## [PROBLEM]
Only the lines from the first line of the data through the line containing "positive clicks: (32, 44) (29, 4)" belong in the answer, transcribed exactly; pictures do not.

## [INFORMATION GIVEN]
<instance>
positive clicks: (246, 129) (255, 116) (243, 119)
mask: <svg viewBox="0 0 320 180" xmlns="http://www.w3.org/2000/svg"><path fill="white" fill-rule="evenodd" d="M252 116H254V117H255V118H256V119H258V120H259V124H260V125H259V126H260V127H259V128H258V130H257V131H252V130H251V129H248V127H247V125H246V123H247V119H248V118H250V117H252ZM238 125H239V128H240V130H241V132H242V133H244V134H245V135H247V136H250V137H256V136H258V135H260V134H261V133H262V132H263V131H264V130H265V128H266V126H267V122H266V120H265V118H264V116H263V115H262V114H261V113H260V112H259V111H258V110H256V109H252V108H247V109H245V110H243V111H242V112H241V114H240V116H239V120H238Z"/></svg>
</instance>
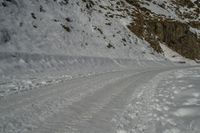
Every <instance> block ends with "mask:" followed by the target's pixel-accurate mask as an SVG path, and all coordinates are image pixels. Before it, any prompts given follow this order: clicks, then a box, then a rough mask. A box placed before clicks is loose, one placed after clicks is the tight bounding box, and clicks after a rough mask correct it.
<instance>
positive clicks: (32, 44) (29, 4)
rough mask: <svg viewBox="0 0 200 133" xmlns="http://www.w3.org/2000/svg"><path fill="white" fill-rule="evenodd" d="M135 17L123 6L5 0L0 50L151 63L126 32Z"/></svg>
mask: <svg viewBox="0 0 200 133" xmlns="http://www.w3.org/2000/svg"><path fill="white" fill-rule="evenodd" d="M130 12H131V7H130V6H128V5H127V4H126V3H125V2H123V1H110V0H104V1H98V0H92V1H91V0H83V1H81V0H80V1H74V0H46V1H43V0H37V1H35V0H28V1H27V0H11V1H10V0H1V5H0V18H1V20H0V24H1V26H0V38H1V39H0V44H1V45H0V51H1V52H12V51H14V52H25V53H45V54H59V55H60V54H64V55H78V56H80V55H83V56H97V57H115V58H137V57H136V56H141V55H142V54H141V53H142V52H143V54H144V52H145V54H144V55H145V58H151V57H153V56H152V54H150V53H152V50H151V48H148V44H147V43H146V42H144V41H142V40H141V39H139V38H138V37H136V36H135V35H134V34H132V33H131V32H129V30H127V28H126V25H127V24H129V23H130V22H131V18H130V16H129V15H128V13H130Z"/></svg>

## [TASK ANSWER]
<instance>
positive clicks: (246, 129) (255, 116) (243, 119)
mask: <svg viewBox="0 0 320 180" xmlns="http://www.w3.org/2000/svg"><path fill="white" fill-rule="evenodd" d="M252 116H254V117H255V118H256V119H258V120H259V124H260V125H259V126H260V127H259V128H258V130H257V131H252V130H251V129H248V127H247V125H246V123H247V119H248V118H250V117H252ZM238 125H239V128H240V130H241V132H242V133H244V134H245V135H247V136H250V137H256V136H258V135H260V134H261V133H262V132H263V131H264V130H265V128H266V126H267V122H266V120H265V118H264V116H263V115H262V114H261V113H260V112H259V111H258V110H256V109H252V108H247V109H245V110H243V111H242V112H241V114H240V116H239V120H238Z"/></svg>
</instance>
Every <instance> block ends with "mask:" followed by the target's pixel-accurate mask as an SVG path, and all coordinates are image pixels. Before it, any prompts given follow this order: clicks, then a box, then a rough mask. A box placed before clicks is loose, one placed after clicks is the tight bounding box, and clicks after a rough mask correct it.
<instance>
positive clicks: (32, 44) (29, 4)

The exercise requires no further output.